DESCRIPTION OF THE TASK
Below are the records; reproduce all of them exactly but without any images.
^^^^
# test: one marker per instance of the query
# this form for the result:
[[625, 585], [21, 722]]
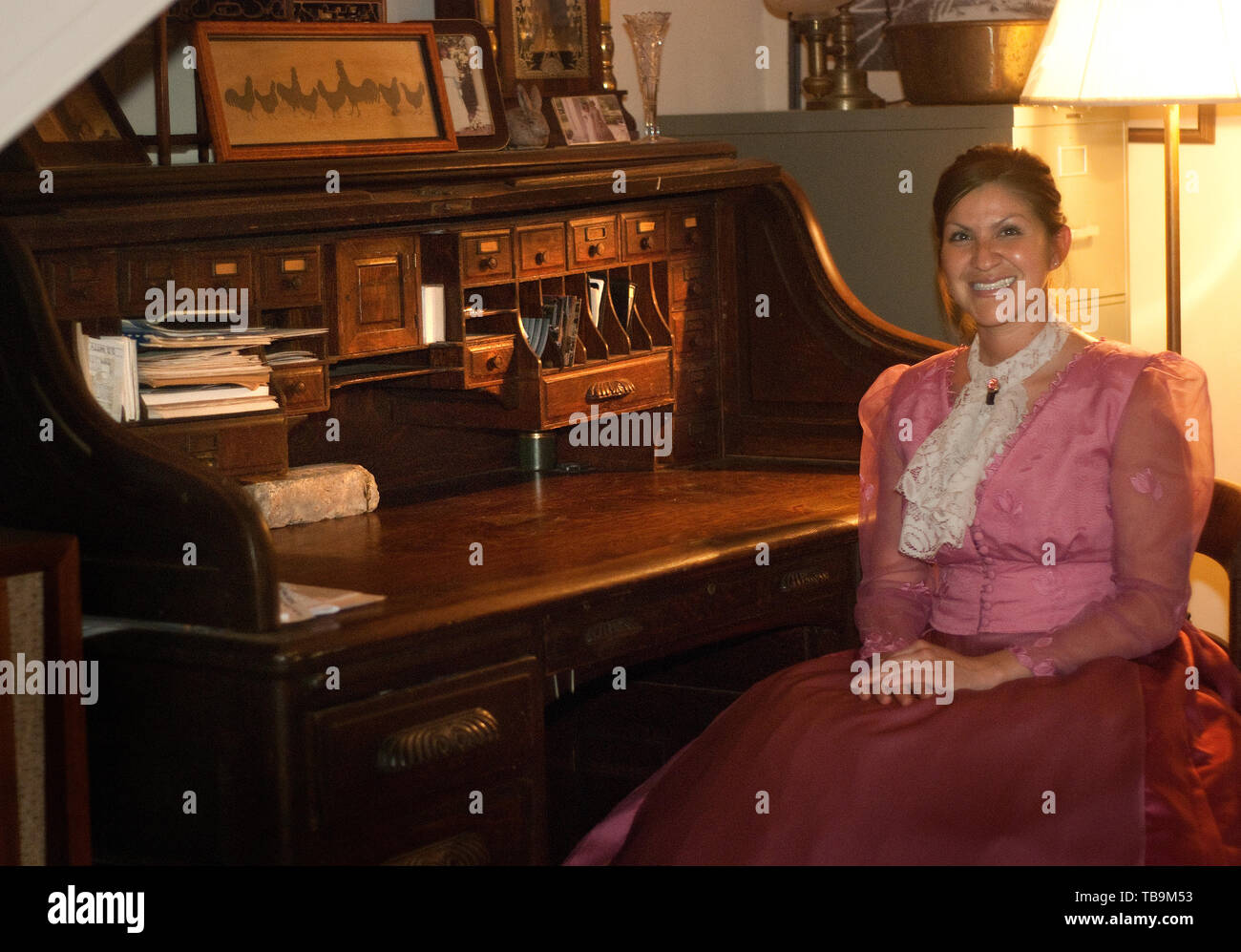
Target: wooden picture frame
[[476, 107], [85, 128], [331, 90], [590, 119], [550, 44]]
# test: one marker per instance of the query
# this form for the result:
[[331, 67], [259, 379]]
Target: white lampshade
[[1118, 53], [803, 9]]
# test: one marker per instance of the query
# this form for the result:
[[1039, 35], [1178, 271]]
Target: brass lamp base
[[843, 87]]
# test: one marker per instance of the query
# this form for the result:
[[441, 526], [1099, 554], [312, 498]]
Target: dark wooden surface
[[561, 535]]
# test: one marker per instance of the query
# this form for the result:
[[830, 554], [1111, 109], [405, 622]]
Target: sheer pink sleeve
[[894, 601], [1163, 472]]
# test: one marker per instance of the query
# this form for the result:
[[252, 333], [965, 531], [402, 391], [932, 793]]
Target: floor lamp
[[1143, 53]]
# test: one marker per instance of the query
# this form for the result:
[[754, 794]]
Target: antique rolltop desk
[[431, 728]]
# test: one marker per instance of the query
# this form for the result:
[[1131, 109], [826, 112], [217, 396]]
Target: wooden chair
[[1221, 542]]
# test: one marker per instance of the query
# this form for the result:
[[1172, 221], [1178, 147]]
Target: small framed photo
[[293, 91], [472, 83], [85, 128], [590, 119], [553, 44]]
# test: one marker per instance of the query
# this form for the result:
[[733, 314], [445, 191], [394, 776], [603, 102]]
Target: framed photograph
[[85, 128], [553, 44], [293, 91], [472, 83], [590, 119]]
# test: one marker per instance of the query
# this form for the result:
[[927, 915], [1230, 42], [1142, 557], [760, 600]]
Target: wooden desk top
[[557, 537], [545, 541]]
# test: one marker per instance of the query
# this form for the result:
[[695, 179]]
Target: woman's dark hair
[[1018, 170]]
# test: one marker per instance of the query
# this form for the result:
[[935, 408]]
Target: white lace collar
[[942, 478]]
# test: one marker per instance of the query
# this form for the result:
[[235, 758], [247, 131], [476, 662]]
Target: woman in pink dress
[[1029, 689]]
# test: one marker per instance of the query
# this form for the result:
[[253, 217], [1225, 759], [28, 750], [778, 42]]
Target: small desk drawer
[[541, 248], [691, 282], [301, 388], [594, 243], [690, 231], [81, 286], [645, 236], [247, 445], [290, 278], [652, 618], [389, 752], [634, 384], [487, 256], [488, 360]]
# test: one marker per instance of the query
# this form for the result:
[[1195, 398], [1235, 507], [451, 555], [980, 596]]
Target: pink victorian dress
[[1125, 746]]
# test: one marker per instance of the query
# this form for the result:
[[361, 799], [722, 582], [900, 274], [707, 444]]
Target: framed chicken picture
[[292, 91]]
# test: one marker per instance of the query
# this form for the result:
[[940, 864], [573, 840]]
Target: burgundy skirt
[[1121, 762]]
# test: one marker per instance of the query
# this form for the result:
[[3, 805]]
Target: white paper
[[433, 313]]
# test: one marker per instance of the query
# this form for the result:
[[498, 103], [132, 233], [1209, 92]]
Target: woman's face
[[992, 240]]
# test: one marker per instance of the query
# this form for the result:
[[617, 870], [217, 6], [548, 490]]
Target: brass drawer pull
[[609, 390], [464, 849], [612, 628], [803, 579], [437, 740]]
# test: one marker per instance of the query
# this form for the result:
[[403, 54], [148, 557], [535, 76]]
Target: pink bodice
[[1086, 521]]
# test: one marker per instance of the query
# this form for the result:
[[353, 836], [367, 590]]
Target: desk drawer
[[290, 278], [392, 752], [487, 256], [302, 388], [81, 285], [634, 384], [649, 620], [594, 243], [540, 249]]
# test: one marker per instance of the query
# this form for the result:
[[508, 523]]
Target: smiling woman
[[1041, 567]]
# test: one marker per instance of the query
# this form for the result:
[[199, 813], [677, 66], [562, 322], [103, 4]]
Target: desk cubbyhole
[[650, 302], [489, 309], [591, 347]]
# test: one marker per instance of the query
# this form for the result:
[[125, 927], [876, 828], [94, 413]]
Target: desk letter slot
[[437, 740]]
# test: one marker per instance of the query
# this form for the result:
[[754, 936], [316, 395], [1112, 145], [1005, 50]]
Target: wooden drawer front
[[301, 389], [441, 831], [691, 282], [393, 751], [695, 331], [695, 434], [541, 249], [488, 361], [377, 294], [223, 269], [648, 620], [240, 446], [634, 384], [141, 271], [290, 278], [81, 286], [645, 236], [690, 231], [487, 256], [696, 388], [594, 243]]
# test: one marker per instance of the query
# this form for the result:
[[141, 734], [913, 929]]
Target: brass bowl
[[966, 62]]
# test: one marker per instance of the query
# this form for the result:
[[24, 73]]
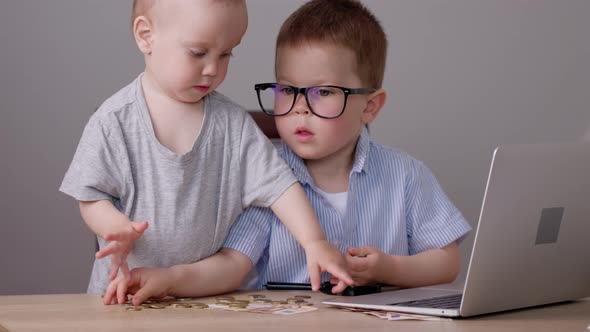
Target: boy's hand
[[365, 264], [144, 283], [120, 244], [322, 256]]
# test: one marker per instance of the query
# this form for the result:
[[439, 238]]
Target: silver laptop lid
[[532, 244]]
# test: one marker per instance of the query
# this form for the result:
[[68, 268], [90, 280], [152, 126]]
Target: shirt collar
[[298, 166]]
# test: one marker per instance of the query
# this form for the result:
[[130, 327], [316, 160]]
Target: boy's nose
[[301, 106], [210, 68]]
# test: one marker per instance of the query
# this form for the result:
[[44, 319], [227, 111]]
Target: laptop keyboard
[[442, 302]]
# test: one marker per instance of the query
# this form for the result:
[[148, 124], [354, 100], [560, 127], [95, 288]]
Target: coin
^^^^
EXERCISE RESPONSE
# test: one marker per instance of the query
# this form for the result:
[[625, 585], [21, 722]]
Target: wooden picture frame
[[476, 107], [85, 128], [331, 90], [590, 119], [550, 44]]
# test: one marker per instance of the query
# this form for the result:
[[331, 67], [259, 379]]
Target: white lampshade
[[1118, 53], [803, 9]]
# test: one marker per instance of the query
# this form for the result:
[[1039, 35], [1178, 271]]
Target: brass lamp base
[[843, 87]]
# test: one marker per instance of the query
# this form for the result:
[[441, 526], [1099, 554], [312, 498]]
Target: dark wooden surface
[[561, 535]]
# test: one marker per instance of the query
# this form for the result:
[[830, 554], [1111, 109], [405, 622]]
Target: sheer pink sleeve
[[894, 601], [1163, 472]]
# test: one marker per instance of the query
# this form for the result:
[[252, 333], [965, 531], [402, 391], [932, 793]]
Target: floor lamp
[[1143, 53]]
# test: one marker per instance of the query
# this form for the result:
[[754, 794]]
Target: antique rolltop desk
[[431, 728]]
# test: one marker per instance of the query
# this form for the result:
[[1131, 109], [826, 112], [217, 396]]
Target: wooden chair
[[1221, 542]]
# test: one marker per instance of the query
# this form for the result:
[[1172, 221], [1178, 147]]
Target: small framed photo
[[293, 91], [472, 83], [85, 128], [590, 119], [553, 44]]
# test: one marker per instance of the query
# this form for the result:
[[733, 314], [445, 191], [394, 776], [603, 102]]
Target: framed photograph
[[85, 128], [553, 44], [293, 91], [472, 83], [590, 119]]
# test: one marker per instance of the query
# this form for the result:
[[927, 915], [1230, 42], [1142, 557], [760, 600]]
Target: wooden desk top
[[557, 537], [545, 541]]
# test: one marker per instance of the query
# this form for the result:
[[695, 179]]
Target: woman's dark hair
[[1018, 170]]
# test: one marker per instance of the query
# this form for the result:
[[935, 408]]
Target: white lace collar
[[942, 478]]
# test: one marker per instance of the query
# this form for the result:
[[235, 758], [247, 131], [476, 662]]
Target: woman in pink dress
[[1029, 689]]
# test: one marker per instance of the query
# this form for the result:
[[253, 217], [1225, 759], [28, 750], [778, 42]]
Target: small desk drawer
[[541, 248], [691, 282], [301, 388], [594, 243], [690, 231], [81, 286], [645, 236], [247, 445], [290, 278], [652, 618], [389, 752], [634, 384], [487, 256], [488, 360]]
# test: one marker per instance of the query
# this form for the result:
[[1195, 398], [1235, 507], [451, 555], [980, 596]]
Target: pink victorian dress
[[1125, 746]]
# test: one marker per instance of the query
# this form for the result:
[[361, 799], [722, 582], [900, 274], [707, 444]]
Target: framed chicken picture
[[292, 91]]
# test: one marker per instance of the query
# this form for the result:
[[940, 864], [573, 840]]
Target: burgundy skirt
[[1121, 762]]
# test: one marker per instance of the query
# this form for the result:
[[3, 805]]
Target: white paper
[[433, 313]]
# test: one marker per instance of the query
# this form for the result:
[[498, 103], [132, 233], [1209, 92]]
Target: woman's face
[[992, 240]]
# test: one marker per instance of the query
# this form for the result:
[[617, 870], [217, 6], [548, 490]]
Target: brass drawer pull
[[609, 390], [464, 849], [612, 628], [803, 579], [437, 740]]
# test: one marker per instance of the query
# this form for the result:
[[403, 54], [148, 557], [535, 76]]
Target: pink bodice
[[1086, 521]]
# test: one marker per instance of the query
# this form for the result:
[[353, 836], [367, 590]]
Target: desk drawer
[[290, 278], [392, 752], [487, 256], [302, 388], [81, 285], [634, 384], [649, 620], [594, 243], [540, 249]]
# test: one marker per instance of the query
# this form for the result:
[[508, 523]]
Target: smiling woman
[[1041, 567]]
# test: one marker per instance of the query
# this form for the result:
[[199, 813], [677, 66], [562, 322], [103, 4]]
Target: desk cubbyhole
[[650, 302], [489, 309], [591, 347]]
# test: one marker per instance of the query
# this form for the result:
[[125, 927], [876, 828], [94, 413]]
Target: desk letter slot
[[437, 740]]
# test: one marker per instance of the query
# this form for the result:
[[754, 936], [316, 395], [1112, 145], [1005, 50]]
Target: wooden drawer front
[[301, 389], [441, 831], [691, 282], [393, 751], [695, 331], [695, 434], [541, 249], [488, 361], [377, 294], [223, 269], [648, 620], [240, 446], [634, 384], [141, 271], [290, 278], [81, 286], [645, 236], [690, 231], [487, 256], [696, 388], [594, 243]]
# test: one marker per instance of the query
# this form for the result:
[[141, 734], [913, 929]]
Target: brass bowl
[[966, 62]]
# test: one marker per instance of the query
# this form for the result:
[[24, 73]]
Target: boy's hand
[[365, 264], [144, 283], [120, 244], [322, 256]]
# test: one marker per instance of the query
# this form for the result:
[[439, 238]]
Target: silver laptop lid
[[532, 244]]
# test: one marker per instance of the query
# this form for the result:
[[68, 268], [90, 280], [152, 126]]
Target: shirt collar
[[298, 166]]
# test: one marker per instance of the query
# this form for the result:
[[130, 327], [316, 160]]
Target: boy's nose
[[301, 106], [210, 68]]
# test: one marker per instance of the query
# this form for the result:
[[44, 319], [227, 111]]
Target: laptop keyboard
[[442, 302]]
# test: one marker per instance of the query
# this form for the result:
[[148, 124], [354, 100], [560, 127], [95, 288]]
Target: coin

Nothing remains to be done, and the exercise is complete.